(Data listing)
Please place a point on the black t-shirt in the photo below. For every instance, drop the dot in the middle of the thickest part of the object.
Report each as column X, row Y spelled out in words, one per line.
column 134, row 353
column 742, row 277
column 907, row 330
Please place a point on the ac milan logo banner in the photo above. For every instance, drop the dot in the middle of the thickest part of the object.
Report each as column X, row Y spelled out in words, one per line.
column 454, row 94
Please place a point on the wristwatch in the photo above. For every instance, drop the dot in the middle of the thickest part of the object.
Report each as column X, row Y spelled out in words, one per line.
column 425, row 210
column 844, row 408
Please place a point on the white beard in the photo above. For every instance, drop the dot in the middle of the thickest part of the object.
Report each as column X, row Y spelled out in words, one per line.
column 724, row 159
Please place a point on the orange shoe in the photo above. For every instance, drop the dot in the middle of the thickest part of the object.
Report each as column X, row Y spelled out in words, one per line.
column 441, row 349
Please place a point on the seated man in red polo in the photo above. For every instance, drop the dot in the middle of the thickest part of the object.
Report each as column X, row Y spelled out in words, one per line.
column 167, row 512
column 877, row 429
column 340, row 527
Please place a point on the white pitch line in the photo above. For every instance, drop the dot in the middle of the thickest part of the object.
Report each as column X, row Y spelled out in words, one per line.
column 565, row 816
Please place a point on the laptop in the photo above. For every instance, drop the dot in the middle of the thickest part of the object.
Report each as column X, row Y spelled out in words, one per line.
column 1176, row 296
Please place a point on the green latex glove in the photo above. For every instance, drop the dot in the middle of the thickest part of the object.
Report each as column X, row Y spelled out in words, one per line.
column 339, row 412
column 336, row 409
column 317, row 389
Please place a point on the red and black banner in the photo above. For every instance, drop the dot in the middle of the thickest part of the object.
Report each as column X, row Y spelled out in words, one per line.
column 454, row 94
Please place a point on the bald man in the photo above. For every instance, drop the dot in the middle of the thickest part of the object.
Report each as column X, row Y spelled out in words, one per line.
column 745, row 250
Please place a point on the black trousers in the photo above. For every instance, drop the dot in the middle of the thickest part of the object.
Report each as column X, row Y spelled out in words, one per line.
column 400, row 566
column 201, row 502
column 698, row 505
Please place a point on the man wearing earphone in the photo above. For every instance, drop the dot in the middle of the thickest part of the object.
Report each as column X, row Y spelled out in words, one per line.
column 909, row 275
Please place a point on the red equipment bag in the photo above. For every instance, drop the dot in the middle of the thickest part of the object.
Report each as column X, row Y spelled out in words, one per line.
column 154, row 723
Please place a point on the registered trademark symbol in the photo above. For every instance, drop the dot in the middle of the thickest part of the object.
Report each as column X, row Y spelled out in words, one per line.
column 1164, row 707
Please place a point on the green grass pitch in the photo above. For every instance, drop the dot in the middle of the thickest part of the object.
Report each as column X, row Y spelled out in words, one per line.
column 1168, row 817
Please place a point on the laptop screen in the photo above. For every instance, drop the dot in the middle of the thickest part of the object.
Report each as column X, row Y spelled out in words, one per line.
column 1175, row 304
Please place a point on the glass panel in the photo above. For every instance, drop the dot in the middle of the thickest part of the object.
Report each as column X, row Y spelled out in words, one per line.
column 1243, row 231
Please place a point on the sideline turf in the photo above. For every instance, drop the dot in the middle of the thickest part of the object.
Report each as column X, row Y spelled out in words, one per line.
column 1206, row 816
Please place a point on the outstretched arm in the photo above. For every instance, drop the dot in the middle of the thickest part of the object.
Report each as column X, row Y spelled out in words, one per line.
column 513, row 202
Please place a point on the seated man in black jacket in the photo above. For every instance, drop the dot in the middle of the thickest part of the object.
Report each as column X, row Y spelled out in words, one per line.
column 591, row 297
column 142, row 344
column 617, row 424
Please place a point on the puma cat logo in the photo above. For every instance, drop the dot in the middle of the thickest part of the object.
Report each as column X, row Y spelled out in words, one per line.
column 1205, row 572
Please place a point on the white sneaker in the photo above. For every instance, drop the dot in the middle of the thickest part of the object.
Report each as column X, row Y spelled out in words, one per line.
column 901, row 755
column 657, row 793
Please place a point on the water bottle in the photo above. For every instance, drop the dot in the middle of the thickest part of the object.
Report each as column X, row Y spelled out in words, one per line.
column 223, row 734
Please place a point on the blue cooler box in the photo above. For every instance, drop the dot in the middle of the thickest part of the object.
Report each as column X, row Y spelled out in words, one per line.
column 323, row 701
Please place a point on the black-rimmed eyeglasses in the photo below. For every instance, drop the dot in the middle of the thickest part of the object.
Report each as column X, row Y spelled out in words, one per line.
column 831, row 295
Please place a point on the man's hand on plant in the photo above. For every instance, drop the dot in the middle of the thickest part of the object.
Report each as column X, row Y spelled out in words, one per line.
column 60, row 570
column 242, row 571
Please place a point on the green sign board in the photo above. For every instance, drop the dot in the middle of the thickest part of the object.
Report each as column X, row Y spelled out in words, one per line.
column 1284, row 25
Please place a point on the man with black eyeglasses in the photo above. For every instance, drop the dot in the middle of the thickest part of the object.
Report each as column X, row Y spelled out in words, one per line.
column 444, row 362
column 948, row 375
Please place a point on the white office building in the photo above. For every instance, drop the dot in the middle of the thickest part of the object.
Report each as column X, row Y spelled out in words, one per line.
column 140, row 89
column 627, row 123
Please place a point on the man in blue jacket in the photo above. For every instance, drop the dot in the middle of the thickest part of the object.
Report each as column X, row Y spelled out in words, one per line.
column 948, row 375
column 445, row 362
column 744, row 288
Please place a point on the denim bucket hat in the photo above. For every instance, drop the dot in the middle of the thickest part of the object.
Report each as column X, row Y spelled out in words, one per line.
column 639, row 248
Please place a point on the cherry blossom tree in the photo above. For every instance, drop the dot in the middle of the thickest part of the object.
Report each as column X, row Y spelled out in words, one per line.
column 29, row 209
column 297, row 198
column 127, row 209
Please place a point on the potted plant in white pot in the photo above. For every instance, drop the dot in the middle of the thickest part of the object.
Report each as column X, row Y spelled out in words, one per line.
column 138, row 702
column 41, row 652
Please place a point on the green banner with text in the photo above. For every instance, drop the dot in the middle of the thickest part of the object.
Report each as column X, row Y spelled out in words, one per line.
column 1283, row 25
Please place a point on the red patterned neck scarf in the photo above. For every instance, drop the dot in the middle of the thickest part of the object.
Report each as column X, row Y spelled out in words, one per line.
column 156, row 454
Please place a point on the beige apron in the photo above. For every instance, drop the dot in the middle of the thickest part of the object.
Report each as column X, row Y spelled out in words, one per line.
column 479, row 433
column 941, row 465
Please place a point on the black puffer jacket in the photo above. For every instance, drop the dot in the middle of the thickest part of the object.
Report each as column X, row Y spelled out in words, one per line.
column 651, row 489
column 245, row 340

**Given problem**
Could you recast the records above as a Markdown table with the columns "No." and "Line", one row per line with blank lines left out?

**Solved problem**
| No. | Line |
|---|---|
| 1 | Please place a point on the black t-shirt in the photo below. For every instance, drop the dot in the middle of the thickest part of the object. |
| 2 | Report each as column X, row Y spelled out in words, one per line. |
| 3 | column 134, row 353 |
| 4 | column 742, row 277 |
| 5 | column 907, row 330 |
| 6 | Please place a point on the ac milan logo banner in the photo above. For every instance, drop the dot in the middle of the thickest part of the object. |
| 7 | Report each as column X, row Y spelled out in words, one per line. |
| 8 | column 454, row 94 |
| 9 | Please place a point on the wristwatch in the photo above. For every instance, drop the dot in the middle of the thickest part of the object. |
| 10 | Report each as column X, row Y spelled out in words, one per line. |
| 11 | column 425, row 210 |
| 12 | column 844, row 408 |
| 13 | Please place a point on the white beard in the photo above. For every instance, drop the dot in the middle of the thickest part of the object. |
| 14 | Report each as column X, row Y spelled out in words, one per line. |
| 15 | column 724, row 159 |
| 16 | Please place a point on the orange shoe in the photo above. For every instance, drop the dot in the middle of the thickest part of the object. |
| 17 | Report each as column X, row Y spelled out in words, one per line. |
| 18 | column 441, row 349 |
| 19 | Please place a point on the seated man in red polo in the photo above. For every instance, drop the dot in the middle of the thickest part of the object. |
| 20 | Report each as column X, row Y spelled out in words, one per line. |
| 21 | column 167, row 512 |
| 22 | column 877, row 429 |
| 23 | column 340, row 527 |
| 24 | Please place a point on the white pitch line in the photo above. For every instance, drop the dot in the middle of the thickest part of the object. |
| 25 | Report each as column X, row Y spelled out in words, one per line. |
| 26 | column 565, row 816 |
| 27 | Please place a point on the laptop in the photo above. For every instance, drop the dot in the middle of the thickest part of the object. |
| 28 | Report each as column X, row Y spelled out in words, one per line. |
| 29 | column 1176, row 296 |
| 30 | Please place a point on the green latex glove in the photo above. For every instance, drop the dot in the middle of the thickest part of the object. |
| 31 | Report each as column X, row Y spelled out in words, one per line. |
| 32 | column 339, row 412 |
| 33 | column 336, row 409 |
| 34 | column 317, row 389 |
| 35 | Please place a point on the red and black banner in the photo above. For every instance, drop the dot in the middle of the thickest part of the object. |
| 36 | Report each as column X, row Y spelled out in words, one per line. |
| 37 | column 454, row 94 |
| 38 | Please place a point on the bald man in the photo above. For every instance, drop the dot in the middle of the thickest part of the object. |
| 39 | Report each as column X, row Y spelled out in words, one per line. |
| 40 | column 745, row 250 |
| 41 | Please place a point on the black trousers in the photo above. For every instance, drop the dot in the middle of the thickest part of the object. |
| 42 | Report each as column X, row Y spelled out in words, one per line. |
| 43 | column 400, row 566 |
| 44 | column 201, row 502 |
| 45 | column 698, row 505 |
| 46 | Please place a point on the man wearing earphone in the photo above. For every instance, drop the dot in the middle of the thickest part of the object. |
| 47 | Report each as column X, row Y spelled out in words, one per line. |
| 48 | column 909, row 275 |
| 49 | Please place a point on the red equipment bag in the photo above. For every instance, drop the dot in the middle of the thickest part of the object. |
| 50 | Report each as column X, row Y spelled out in words, one per line. |
| 51 | column 154, row 723 |
| 52 | Please place a point on the registered trademark symbol in the photo above. For every instance, drop the dot in the middle of the thickest part of the object. |
| 53 | Report each as column X, row Y spelled out in words, one per line. |
| 54 | column 1164, row 707 |
| 55 | Please place a point on the green grass pitch in the photo above. For every instance, drop the dot in the middle of the thickest part of the object. |
| 56 | Report each as column X, row Y spelled out in words, one per line. |
| 57 | column 1168, row 817 |
| 58 | Please place a point on the laptop screen in the photo above. For every instance, drop the dot in the middle of the thickest part of the object. |
| 59 | Report each as column X, row Y spelled out in words, one per line. |
| 60 | column 1175, row 304 |
| 61 | Please place a point on the glass panel in the photo above. For every instance, drop the dot in the middle of the thickest part of the object. |
| 62 | Report each as column X, row Y spelled out in words, one per line. |
| 63 | column 1243, row 231 |
| 64 | Please place a point on the sideline turf in the photo above. For every instance, drop the dot in the middle of the thickest part of the object. |
| 65 | Report each as column X, row Y spelled out in words, one per line. |
| 66 | column 1206, row 816 |
| 67 | Please place a point on the outstretched arm in the photo above. For every instance, drop the dot in the middle of the thickest part of the object. |
| 68 | Report each as column X, row Y spelled out in words, one per line. |
| 69 | column 513, row 202 |
| 70 | Please place a point on the seated man in black jacket in the photo above. For every instance, drop the dot in the middle of the thickest part of the object. |
| 71 | Report each as column X, row Y spelled out in words, one per line. |
| 72 | column 591, row 297 |
| 73 | column 142, row 344 |
| 74 | column 617, row 424 |
| 75 | Please place a point on the puma cat logo in the photo above. For every instance, drop the dot in the middle of the thickest part of the object. |
| 76 | Report each as column X, row Y spelled out in words, one per line. |
| 77 | column 1205, row 572 |
| 78 | Please place a point on the white sneaker in the photo above. For every instance, drop the dot in the middle of the thickest part of the object. |
| 79 | Report each as column X, row Y spelled out in words, one per line. |
| 80 | column 901, row 755 |
| 81 | column 657, row 793 |
| 82 | Please place a point on the water bottle in the photo above. For every instance, drop the dot in the middle of the thickest part of the object. |
| 83 | Report each as column X, row Y spelled out in words, one per line. |
| 84 | column 223, row 734 |
| 85 | Please place a point on the blue cooler box in the photo above. For every instance, drop the dot in the middle of the thickest part of the object. |
| 86 | Report each as column X, row Y spelled out in words, one per line. |
| 87 | column 323, row 701 |
| 88 | Please place a point on the black-rimmed eyeglasses in the photo below. For every instance, drop the dot in the middle of the thickest part of the object. |
| 89 | Report each as column X, row Y spelled out in words, one per line. |
| 90 | column 831, row 295 |
| 91 | Please place a point on the man's hand on plant in the photo above. For every instance, drop the dot in the middle of the thickest part of the object. |
| 92 | Report each as column X, row Y spelled out in words, one per line. |
| 93 | column 60, row 570 |
| 94 | column 242, row 571 |
| 95 | Please place a point on the green sign board in the photo above. For every instance, drop the dot in the middle of the thickest part of the object. |
| 96 | Report each as column X, row Y spelled out in words, one per line. |
| 97 | column 1284, row 25 |
| 98 | Please place a point on the man with black eyeglasses in the photo above. For every instance, drop the dot in the middle of the thickest part of the object. |
| 99 | Report each as column X, row Y spelled out in words, one per line. |
| 100 | column 444, row 362 |
| 101 | column 948, row 375 |
| 102 | Please place a point on the white office building in the photo above. For every instance, drop the dot in the middle of the thickest part of the object. |
| 103 | Report each as column X, row Y spelled out in words, one per line. |
| 104 | column 140, row 89 |
| 105 | column 627, row 123 |
| 106 | Please place a point on the man in blue jacket in the photo above. For every instance, drop the dot in the middle of the thickest part of the object. |
| 107 | Report each as column X, row Y spelled out in words, one per line. |
| 108 | column 948, row 375 |
| 109 | column 445, row 362 |
| 110 | column 744, row 288 |
| 111 | Please place a point on the denim bucket hat in the photo above. For every instance, drop the dot in the middle of the thickest part of the object. |
| 112 | Report each as column X, row Y spelled out in words, one per line. |
| 113 | column 639, row 248 |
| 114 | Please place a point on the cherry blossom tree in the photo above. For every instance, drop the dot in the middle of the thickest part of the object. |
| 115 | Report each as column X, row Y spelled out in words, one per line. |
| 116 | column 29, row 209 |
| 117 | column 297, row 198 |
| 118 | column 127, row 209 |
| 119 | Please place a point on the potted plant in white pot in the photo above. For every instance, drop the dot in the middle of the thickest part of the object. |
| 120 | Report each as column X, row Y spelled out in words, one per line. |
| 121 | column 138, row 702 |
| 122 | column 41, row 652 |
| 123 | Please place a point on the green banner with text in the photo above. For every instance, drop the dot in the middle of the thickest part of the object. |
| 124 | Report each as column X, row Y spelled out in words, one per line. |
| 125 | column 1283, row 25 |
| 126 | Please place a point on the red patterned neck scarf in the photo above. For every instance, drop the dot in the middle of the thickest part of the object. |
| 127 | Report each as column X, row Y spelled out in words, one per line. |
| 128 | column 156, row 454 |
| 129 | Please place a point on the beige apron in the photo above. For every instance, drop the dot in the middle of the thickest part of the object. |
| 130 | Report each as column X, row Y spelled out in words, one per line. |
| 131 | column 479, row 433 |
| 132 | column 941, row 465 |
| 133 | Please place a point on the black puffer jacket in the photo above. For every instance, drop the dot in the middle of the thickest part of the object. |
| 134 | Report each as column X, row Y spelled out in words, one per line. |
| 135 | column 651, row 489 |
| 136 | column 245, row 340 |